# What the exercise asks
All records below are to be repeated precisely, with nothing added.

# Exercise data
--*--

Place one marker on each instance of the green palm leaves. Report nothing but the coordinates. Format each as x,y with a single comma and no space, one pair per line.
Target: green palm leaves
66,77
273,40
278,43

--*--

# Exercise result
Place one marker on each instance of the green palm leaves. Report nothing but the coordinates. Format each as x,y with a single comma and no space, one pair per line.
Target: green palm leaves
66,77
273,40
278,43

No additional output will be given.